PROVIDED PASSAGE:
_ _ _ _ _
Network of terror
Nick Ryan spent six years penetrating the world of white supremacist groups and is now considered an expert on this subculture of hate. A profile by DEEPA KANDASWAMY.
Exposing a world of hate.
THE Rodney King incident led to a series of exposés on American television of institutionalised racism prevalent in the U.S., which made the media take a closer look at the neo-Nazi/extreme right movement prevalent in North America. There has been a spate of exposés of racism on British TV, particularly by the BBC since January this year.
Political analysts in Britain and elsewhere have been watching the growth of the British National Party (BNP) in mainstream politics with alarm, as its leaders call for a racially "pure" Britain.
But this phenomenon is not confined to Britain alone but has spread to Europe, Australia and the U.S. forming the largest international racial hate network in the world. The trend becomes alarming when these groups or individuals enter mainstream politics and win.
Nick Ryan, an award winning British writer and producer, is an expert on this subculture of hate as he spent over six years undercover, investigating the various groups. Ryan was consulted when various publications and the media in the West including the BBC decided to do exposés on these groups. He was also the creative producer of "England Expects", which was screened on BBC1 in April this year.
Born in 1968, Ryan is Anglo-Irish, who spent his childhood in France and was raised in the Home Counties area of England.
A trained journalist, he spent his early 20s travelling in Asia, ending up in Kuwait just before the Gulf War. He has written for among others, The Guardian, New York Times Magazine, The Scotsman, The South Morning China Post, The Australian and Wired. In 1999, he received a special commendation from the International Federation of Journalists for his investigation of the extreme right. What led him to explore and expose this culture of hate in the West? Was it just an accident or something else?
_ _ _ _ _
Answer these questions from the profile of Nick Ryan:
(a) Which party's growth in mainstream politics have political analysts in Britain been watching with alarm?
(b) On which channel was "England Expects" screened, and when?
(c) What did Ryan receive in 1999, and from whom?

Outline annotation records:
_ _ _ _ _
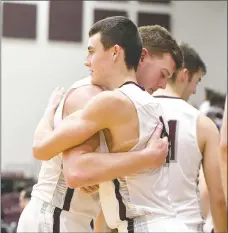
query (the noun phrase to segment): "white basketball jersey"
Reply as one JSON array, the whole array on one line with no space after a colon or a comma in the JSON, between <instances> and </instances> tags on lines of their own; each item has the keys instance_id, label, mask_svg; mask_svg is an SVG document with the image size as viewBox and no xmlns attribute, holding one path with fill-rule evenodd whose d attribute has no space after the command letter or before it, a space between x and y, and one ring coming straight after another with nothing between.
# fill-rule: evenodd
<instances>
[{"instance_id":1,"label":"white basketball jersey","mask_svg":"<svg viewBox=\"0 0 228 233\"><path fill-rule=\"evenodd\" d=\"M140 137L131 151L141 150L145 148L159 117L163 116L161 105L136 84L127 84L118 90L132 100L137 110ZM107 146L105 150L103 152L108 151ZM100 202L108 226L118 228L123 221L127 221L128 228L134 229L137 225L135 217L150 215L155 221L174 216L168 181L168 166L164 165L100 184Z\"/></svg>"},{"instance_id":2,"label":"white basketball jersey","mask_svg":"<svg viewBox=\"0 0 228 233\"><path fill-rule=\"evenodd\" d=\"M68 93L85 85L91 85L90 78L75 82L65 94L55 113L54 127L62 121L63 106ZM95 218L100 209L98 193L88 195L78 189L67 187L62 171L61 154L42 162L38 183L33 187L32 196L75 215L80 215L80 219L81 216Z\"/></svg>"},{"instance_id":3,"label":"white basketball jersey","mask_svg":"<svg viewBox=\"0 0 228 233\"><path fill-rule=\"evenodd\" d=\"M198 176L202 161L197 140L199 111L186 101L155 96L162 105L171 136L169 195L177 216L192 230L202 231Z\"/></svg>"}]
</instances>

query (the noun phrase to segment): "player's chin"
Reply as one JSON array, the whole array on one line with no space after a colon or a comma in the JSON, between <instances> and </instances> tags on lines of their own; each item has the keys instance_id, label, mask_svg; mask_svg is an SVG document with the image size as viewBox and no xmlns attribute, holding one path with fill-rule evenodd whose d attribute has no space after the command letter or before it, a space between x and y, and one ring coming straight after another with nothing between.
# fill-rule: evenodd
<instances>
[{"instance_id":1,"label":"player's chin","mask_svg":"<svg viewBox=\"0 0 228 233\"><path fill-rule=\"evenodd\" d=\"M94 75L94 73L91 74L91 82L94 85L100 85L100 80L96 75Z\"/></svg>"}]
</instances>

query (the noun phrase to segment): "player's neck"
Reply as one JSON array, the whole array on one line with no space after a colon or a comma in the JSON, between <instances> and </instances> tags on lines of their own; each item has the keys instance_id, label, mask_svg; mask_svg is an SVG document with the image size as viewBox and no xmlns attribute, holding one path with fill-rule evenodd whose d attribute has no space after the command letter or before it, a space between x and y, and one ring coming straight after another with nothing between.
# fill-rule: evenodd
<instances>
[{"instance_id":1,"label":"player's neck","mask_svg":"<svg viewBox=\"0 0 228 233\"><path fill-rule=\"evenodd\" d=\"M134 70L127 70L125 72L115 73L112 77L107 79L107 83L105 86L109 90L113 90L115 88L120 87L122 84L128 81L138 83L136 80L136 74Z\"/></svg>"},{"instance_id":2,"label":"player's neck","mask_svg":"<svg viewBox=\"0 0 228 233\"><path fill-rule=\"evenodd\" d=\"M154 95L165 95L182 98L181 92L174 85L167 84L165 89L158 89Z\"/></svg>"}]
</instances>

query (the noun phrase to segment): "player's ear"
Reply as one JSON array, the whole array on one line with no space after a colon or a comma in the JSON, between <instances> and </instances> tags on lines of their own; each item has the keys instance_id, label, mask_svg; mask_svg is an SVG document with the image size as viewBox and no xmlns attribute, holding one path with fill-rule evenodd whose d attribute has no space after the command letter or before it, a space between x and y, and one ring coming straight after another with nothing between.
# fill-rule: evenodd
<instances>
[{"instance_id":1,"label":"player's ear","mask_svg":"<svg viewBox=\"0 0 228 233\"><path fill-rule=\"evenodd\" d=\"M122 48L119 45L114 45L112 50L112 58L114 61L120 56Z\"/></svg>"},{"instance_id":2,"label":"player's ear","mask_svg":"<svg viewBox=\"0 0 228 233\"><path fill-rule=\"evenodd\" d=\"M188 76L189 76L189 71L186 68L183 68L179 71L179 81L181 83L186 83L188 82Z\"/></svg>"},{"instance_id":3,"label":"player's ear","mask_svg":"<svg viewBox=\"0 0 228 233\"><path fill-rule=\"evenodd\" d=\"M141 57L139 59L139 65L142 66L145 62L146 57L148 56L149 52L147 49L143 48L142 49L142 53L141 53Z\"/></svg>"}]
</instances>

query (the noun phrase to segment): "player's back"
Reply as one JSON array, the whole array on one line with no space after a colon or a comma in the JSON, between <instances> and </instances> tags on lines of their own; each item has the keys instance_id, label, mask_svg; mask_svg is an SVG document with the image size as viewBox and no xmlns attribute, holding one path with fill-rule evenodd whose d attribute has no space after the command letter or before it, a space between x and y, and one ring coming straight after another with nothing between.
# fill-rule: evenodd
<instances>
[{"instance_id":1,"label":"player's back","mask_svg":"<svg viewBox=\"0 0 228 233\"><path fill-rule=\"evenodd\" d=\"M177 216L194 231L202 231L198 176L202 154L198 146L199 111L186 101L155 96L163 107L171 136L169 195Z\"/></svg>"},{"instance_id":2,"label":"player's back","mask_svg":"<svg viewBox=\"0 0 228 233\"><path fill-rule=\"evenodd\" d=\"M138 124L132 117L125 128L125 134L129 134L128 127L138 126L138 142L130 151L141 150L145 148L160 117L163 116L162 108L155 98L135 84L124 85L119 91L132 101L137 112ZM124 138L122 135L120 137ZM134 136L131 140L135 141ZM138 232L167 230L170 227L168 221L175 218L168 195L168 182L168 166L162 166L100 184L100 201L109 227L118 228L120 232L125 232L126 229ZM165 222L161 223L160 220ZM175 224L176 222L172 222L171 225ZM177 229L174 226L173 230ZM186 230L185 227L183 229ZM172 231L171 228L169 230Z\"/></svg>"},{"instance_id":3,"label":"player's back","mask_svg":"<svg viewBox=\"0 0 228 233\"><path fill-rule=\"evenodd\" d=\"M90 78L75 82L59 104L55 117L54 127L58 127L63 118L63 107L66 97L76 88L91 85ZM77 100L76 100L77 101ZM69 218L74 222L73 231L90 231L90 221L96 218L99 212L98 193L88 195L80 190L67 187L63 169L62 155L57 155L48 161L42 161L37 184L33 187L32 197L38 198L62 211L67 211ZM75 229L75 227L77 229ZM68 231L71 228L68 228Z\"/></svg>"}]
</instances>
_ _ _ _ _
TASK OUTPUT:
(a) The British National Party (BNP).
(b) BBC1, in April this year.
(c) A special commendation from the International Federation of Journalists, for his investigation of the extreme right.